_Instruções e requisitos_
Organize em uma lista JSON de strings o trecho da listagem que vai da linha com "Would you point out the excavator" até a última linha da listagem, inclusive. Cada linha deve ser uma string, e as linhas em branco ficam de fora.

_Material de origem_
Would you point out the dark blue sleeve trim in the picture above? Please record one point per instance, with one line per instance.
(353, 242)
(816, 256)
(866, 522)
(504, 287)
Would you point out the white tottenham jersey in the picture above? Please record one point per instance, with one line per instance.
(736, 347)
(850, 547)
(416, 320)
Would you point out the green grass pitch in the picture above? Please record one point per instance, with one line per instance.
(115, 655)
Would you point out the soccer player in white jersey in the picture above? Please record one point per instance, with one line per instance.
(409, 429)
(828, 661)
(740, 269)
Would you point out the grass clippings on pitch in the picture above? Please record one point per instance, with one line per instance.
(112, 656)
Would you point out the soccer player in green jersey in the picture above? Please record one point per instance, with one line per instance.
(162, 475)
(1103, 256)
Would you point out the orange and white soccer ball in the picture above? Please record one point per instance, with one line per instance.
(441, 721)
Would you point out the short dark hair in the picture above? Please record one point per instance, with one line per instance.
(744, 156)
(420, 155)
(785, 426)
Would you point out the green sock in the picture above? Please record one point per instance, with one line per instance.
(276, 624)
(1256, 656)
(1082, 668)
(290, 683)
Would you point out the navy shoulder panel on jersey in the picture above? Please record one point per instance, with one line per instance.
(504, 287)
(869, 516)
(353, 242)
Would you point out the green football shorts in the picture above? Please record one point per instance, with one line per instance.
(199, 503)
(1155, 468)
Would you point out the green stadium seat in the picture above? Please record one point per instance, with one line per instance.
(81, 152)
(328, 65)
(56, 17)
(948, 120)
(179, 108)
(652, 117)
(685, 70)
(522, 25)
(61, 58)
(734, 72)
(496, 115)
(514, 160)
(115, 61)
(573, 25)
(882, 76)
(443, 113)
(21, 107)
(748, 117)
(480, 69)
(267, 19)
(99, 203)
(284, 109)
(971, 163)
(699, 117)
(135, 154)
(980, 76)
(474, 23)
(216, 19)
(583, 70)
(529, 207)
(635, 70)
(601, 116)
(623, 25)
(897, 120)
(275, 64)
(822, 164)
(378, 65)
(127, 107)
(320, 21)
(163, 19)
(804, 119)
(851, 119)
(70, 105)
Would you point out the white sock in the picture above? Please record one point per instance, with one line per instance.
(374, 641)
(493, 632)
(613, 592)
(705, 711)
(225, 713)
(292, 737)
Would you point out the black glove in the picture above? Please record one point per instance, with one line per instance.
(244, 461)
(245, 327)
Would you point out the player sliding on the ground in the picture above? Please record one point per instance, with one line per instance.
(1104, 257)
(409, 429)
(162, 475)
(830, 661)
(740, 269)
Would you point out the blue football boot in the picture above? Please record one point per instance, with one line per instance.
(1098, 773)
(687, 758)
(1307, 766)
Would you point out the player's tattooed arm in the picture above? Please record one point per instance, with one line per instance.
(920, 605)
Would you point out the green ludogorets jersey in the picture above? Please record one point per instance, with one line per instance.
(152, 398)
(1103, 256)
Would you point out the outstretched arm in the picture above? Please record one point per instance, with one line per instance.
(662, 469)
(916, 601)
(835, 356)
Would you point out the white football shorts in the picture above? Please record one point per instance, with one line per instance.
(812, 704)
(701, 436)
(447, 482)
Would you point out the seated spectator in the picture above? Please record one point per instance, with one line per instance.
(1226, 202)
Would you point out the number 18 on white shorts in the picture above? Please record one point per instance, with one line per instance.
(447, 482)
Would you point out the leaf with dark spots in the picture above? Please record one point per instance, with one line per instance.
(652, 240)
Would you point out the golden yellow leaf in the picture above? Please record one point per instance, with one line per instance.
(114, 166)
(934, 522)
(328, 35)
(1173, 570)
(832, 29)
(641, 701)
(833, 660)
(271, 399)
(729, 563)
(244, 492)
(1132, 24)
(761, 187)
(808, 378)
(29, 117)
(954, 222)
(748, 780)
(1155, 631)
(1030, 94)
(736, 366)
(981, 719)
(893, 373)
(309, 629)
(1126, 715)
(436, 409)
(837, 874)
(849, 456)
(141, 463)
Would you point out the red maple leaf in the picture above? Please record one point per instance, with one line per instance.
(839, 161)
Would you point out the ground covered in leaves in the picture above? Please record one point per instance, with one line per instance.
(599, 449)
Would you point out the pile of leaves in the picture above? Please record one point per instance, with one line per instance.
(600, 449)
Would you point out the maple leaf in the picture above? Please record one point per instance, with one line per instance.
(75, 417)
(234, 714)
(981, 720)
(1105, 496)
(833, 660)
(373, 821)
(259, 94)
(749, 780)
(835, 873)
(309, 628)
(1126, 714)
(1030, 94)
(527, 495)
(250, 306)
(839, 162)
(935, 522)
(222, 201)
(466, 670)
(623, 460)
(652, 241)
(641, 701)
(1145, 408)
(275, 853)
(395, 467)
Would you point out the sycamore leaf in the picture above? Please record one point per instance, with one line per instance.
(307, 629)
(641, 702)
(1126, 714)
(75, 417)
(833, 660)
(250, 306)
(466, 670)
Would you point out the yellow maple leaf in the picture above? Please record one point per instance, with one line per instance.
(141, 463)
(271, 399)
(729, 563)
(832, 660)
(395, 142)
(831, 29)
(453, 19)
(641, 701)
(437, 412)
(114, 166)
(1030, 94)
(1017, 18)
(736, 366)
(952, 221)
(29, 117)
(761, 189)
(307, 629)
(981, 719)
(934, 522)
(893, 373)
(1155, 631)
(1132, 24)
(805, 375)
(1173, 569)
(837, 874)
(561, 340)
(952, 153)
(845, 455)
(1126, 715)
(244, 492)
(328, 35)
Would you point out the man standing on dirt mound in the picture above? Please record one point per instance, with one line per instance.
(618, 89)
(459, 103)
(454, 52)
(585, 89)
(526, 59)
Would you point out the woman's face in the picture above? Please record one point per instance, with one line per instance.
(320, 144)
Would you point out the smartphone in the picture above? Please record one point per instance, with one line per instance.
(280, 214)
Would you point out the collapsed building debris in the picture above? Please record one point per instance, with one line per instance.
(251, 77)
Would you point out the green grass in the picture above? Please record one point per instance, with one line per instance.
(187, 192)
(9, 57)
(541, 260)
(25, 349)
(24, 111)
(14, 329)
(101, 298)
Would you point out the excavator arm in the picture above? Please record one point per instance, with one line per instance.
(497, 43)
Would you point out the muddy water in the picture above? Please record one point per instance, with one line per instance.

_Resposta do exercício_
[
  "Would you point out the excavator arm in the picture above? Please record one point per instance, with one line per instance.",
  "(497, 43)",
  "Would you point out the muddy water in the picture above? Please record one point per instance, with one line per instance."
]